Direction: Convert the lines below into a JSON list of strings, with one string for each line and any blank lines omitted.

Coordinate labeling data
........

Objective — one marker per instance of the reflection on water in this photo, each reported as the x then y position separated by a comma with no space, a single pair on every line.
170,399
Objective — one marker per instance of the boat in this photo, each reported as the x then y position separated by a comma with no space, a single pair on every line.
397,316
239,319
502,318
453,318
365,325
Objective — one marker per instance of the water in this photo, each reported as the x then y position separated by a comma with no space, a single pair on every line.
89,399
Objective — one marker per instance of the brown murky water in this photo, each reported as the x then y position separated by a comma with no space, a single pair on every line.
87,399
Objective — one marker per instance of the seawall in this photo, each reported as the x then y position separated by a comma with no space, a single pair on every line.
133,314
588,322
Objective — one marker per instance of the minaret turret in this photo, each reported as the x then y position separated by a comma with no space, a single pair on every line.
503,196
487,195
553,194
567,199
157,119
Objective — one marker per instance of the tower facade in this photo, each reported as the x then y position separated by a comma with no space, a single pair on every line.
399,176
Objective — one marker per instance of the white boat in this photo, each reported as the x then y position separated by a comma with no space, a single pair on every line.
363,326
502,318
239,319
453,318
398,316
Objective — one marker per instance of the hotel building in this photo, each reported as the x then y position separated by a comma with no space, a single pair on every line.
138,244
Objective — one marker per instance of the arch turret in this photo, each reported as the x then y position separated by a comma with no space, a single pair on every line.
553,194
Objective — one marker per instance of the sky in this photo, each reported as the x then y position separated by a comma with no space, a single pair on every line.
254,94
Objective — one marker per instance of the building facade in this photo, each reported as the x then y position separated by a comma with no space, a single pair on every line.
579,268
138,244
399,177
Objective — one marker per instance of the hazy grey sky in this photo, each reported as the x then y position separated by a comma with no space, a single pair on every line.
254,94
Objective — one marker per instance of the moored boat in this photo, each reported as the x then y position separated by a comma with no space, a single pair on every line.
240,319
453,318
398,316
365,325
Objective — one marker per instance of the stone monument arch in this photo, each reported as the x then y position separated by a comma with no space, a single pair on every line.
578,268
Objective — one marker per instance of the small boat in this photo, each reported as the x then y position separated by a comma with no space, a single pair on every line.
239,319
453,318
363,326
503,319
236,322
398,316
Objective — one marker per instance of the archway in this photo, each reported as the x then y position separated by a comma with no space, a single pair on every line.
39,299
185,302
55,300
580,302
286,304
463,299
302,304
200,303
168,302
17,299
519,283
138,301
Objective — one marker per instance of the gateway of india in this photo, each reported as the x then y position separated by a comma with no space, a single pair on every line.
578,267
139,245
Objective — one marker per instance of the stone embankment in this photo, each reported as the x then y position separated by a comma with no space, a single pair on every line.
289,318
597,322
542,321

........

Written answer:
[
  "Objective — one marker per instance of the reflection on water in this photo, each reported as the x then y position separated by a comma with no space, a single pair on every line.",
  "170,399",
  "Objective — one marker per instance of the boat in this photo, each reported as the x then y position separated by a comma with no space, a single pair on every line.",
  "397,316",
  "239,319",
  "502,318",
  "453,318",
  "365,325",
  "Objective — one marker per instance of the water in this photo, each reported as the x then y position separated by a comma with no space, a single pair on every line.",
  "89,399",
  "Objective — one marker per instance of the brown murky water in this photo, each reported as the x then y position separated by a comma with no space, a single pair on every line.",
  "87,399",
  "Objective — one marker per instance of the seawall in this photo, each reported as the x then y position separated by a comma with no space, a single pair on every line.",
  "133,314",
  "588,322",
  "Objective — one marker per instance of the minaret turret in this photo, each reported as the x then y position separated by a comma with no space, a single pair on every line.",
  "503,196",
  "487,195",
  "553,194",
  "567,199",
  "157,119",
  "Objective — one marker per instance of the tower facade in this photo, each reported as the x then y position separated by a comma with no space, a single pair on every line.",
  "399,176",
  "Objective — one marker per instance of the white boat in this photo, each reported as the x then y position separated by a comma with no space, a single pair on every line.",
  "363,326",
  "502,318",
  "239,319",
  "453,318",
  "398,316",
  "Objective — one marker per instance of the hotel building in this photo, each reported as the x then y position separated by a comma with no space, a single pair on every line.",
  "138,244",
  "Objective — one marker per instance of the arch turret in this photo, each reported as the x then y position separated by a comma with no space, a single pair on every line.",
  "553,194",
  "Objective — one marker per instance of the sky in this photo, each reported as the x then y position separated by a comma with no space, a single pair on every line.",
  "254,94",
  "Objective — one marker per instance of the building facade in this photo, each reported as the x then y position separated by a comma with no space, a single pair on every line.",
  "579,268",
  "138,244",
  "399,177",
  "Objective — one marker per instance of the hazy grey sky in this photo, each reported as the x then y position separated by a comma with no space, a single pair on every line.",
  "254,94",
  "Objective — one marker per instance of the moored boat in this photo, each reported as the x then y position separated by a comma with no space, a single pair on every line.",
  "240,319",
  "453,318",
  "398,316",
  "365,325",
  "Objective — one marker per instance of the stone monument arch in this photo, each reported as the x then y position separated by a comma with no space, a single pair on every line.",
  "578,268",
  "Objective — one marker per instance of the small boat in this photo, each reported as the x then y position separated by a comma with no space, a single pair on every line.",
  "239,319",
  "453,318",
  "363,326",
  "503,319",
  "236,322",
  "398,316",
  "Objective — one marker per instance of the archway in this photo, each reported as the x then y position separated by a comma with no space, a single pair on every line.",
  "39,299",
  "185,302",
  "55,300",
  "580,302",
  "286,304",
  "463,299",
  "302,304",
  "200,303",
  "168,302",
  "17,299",
  "519,283",
  "138,301",
  "Objective — one marker per instance of the gateway of india in this photo, each reported as the x then y position separated by a comma with no space, a single pair on every line.",
  "578,267",
  "139,245",
  "Objective — one marker per instance of the stone embankment in this photo, each reported as the x then y position separated by a comma with no space, a single pair on every line.",
  "289,318",
  "597,322",
  "542,321"
]